### Selected extract
......

Holiday parties was a topic at several shops, buyside and sellside alike.

"It's all over, 2002. I thought it was over a week ago," said a convertible trader at a hedge fund in New York.

"Very little happened today and there will be even less the last two weeks of the year."

As has been the case for the past four to six weeks, there is still a bit of portfolio tweaking taking place, but no major positions getting staked out.

Morgan Stanley convertible analysts recommended several portfolio changes Friday and a few of those issues saw some activity.

Added to the Morgan Stanley recommended portfolio were, among others, Hartford Financial Services' 6% mandatory, Mercury Interactive's 4.75% convertible due 2007, Quest Diagnostics' 1.75% convertible due 2021 and Tribune's 0% convertible due 2017.

Deleted from the Morgan Stanley recommended portfolio were, among others, Barnes & Noble's 5.25% convertible due 2009, Gap's 5.75% convertible due 2009, Genzyme's 3% convertible due 2021 and Jones Apparel's 0% convertible due 2021.

Hartford's mandatory gained 1.32 points to 50.32 on the NYSE, while the underlying stock closed up 85c to $46.50.

Quest Diagnostics Inc. announced Friday that it has extended its exchange offer for Unilab Corp. common stock by 10 business days to Jan. 6 because the two are continuing discussions, which include settlement with the Federal Trade Commission regarding the merger.

Quest and Unilab are also in discussions with a third party regarding the sale of assets in Northern California to address the FTC's concerns. Quest said it hopes to complete the merger by Jan. 31.

As of midnight Thursday, the company said more than 29 million shares of Unilab stock, or 88% of outstanding shares, had been tendered.

But there was no change in the Quest converts, which were quoted at 104.5 bid, 105.25 asked.

Quest shares closed down 55c to $57.30.

Electronics contract manufacturer Solectron Corp. reported after Thursday's close a wider quarterly net loss, while better than the analyst consensus, but said revenues stabilized despite continuing weak demand.

Still, Wachovia Securities convertible analysts Henry Voskoboynik and Dmitry Melnick noted the credit profile is slowly improving.

Seasonality in PC and storage drives accounted for the earnings surprise, the analysts said, but also noted that Solectron's gross margin expanded 40 basis points sequentially to 7.5%, a notable improvement.

"Balance-sheet metrics continued to improve," the analysts said in a research note Friday.

......

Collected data

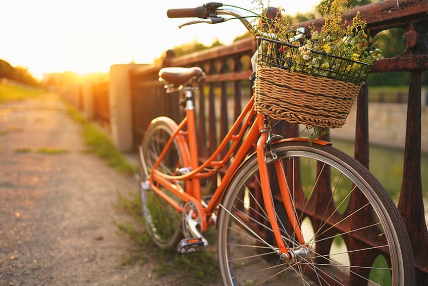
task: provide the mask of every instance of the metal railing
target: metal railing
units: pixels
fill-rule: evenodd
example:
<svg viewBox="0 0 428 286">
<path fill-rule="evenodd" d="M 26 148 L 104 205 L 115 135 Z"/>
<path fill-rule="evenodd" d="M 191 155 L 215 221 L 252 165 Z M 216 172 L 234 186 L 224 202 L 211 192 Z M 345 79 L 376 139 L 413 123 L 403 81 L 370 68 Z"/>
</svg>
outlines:
<svg viewBox="0 0 428 286">
<path fill-rule="evenodd" d="M 385 0 L 350 10 L 345 18 L 350 22 L 357 11 L 367 23 L 369 34 L 401 28 L 405 31 L 404 53 L 376 62 L 373 72 L 406 71 L 409 74 L 408 113 L 404 171 L 398 208 L 410 237 L 415 256 L 416 281 L 428 281 L 428 232 L 425 225 L 420 169 L 421 78 L 428 70 L 428 3 L 425 0 Z M 307 27 L 322 25 L 323 19 L 301 23 Z M 133 70 L 131 74 L 133 124 L 135 145 L 137 145 L 144 129 L 153 117 L 168 114 L 179 121 L 182 115 L 178 106 L 177 94 L 166 94 L 157 81 L 157 72 L 165 66 L 200 66 L 207 74 L 204 86 L 197 100 L 199 110 L 198 139 L 203 160 L 215 148 L 218 139 L 228 129 L 231 120 L 241 111 L 241 102 L 251 95 L 248 79 L 251 74 L 249 58 L 255 50 L 253 41 L 245 39 L 232 45 L 216 47 L 175 58 L 169 51 L 164 62 Z M 368 166 L 368 89 L 363 86 L 356 103 L 357 108 L 355 157 Z M 298 135 L 297 128 L 284 123 L 283 134 Z M 209 131 L 208 131 L 209 130 Z M 328 135 L 327 139 L 329 139 Z M 392 174 L 392 175 L 393 175 Z M 425 186 L 427 187 L 428 186 Z M 322 203 L 322 196 L 317 196 Z M 313 219 L 315 216 L 314 216 Z M 364 258 L 362 258 L 363 259 Z"/>
</svg>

......

### What you need to do
1/ From the convertibles market report, list each convertible issue named as deleted from the Morgan Stanley recommended portfolio.
2/ Continue the convertibles market report after its final sentence.

### Results of the exercise
1/
- Barnes & Noble's 5.25% convertible due 2009
- Gap's 5.75% convertible due 2009
- Genzyme's 3% convertible due 2021
- Jones Apparel's 0% convertible due 2021

2/
"The company believes it can achieve annualized cash flow from operations of $850 million in the next nine months, and we believe that goal is attainable."

Solectron guided for revenue of $2.8 billion to $3.0 billion next quarter, versus the current consensus estimate of $3.0 billion. The company forecast operating EPS of breakeven to a loss of 2c, compared with the current consensus estimate of breakeven.

At the end of November, the analysts noted, Solectron had cash and equivalents of $2.0 billion, long-term debt of $3.5 billion ($2.74 billion of it the convertibles) and off-balance-sheet liabilities of $547 million.

The company repurchased $219 million of its 0% converts due November 2020 and $87 million of short-term bank debt.

Standard & Poor's noted Solectron's debt reduction, while maintaining a strong cash position but said the credit measures are very weak for the BB senior rating with total debt to EBITDA for the 12 months ended Nov. 29 of more than 6x.

This is only partially offset by expected long-term debt reduction of as much as 20% by mid 2003, S&P said.

Solectron's 0% convertible due May 2020 is putable at 62.86 in May 2003. At 61.27, the Wachovia analysts noted a yield-to-put of 6.81%, premium of 1,370% and implied credit spread of 568 basis points.

Solectron's 0% convertible due November 2002 is putable at 58.75 in May 2004. At 49.55, the analysts noted a yield to put of 12.4%, premium of 1,144% and implied spread of 1,081 basis points.

At 11.19, the analysts noted the mandatory has a premium of 30% and implied spread of 1,808 bps.

Solectron's mandatory closed Friday off 0.03 point to 10.87 on the NYSE while the stock ended down 12c to $3.16.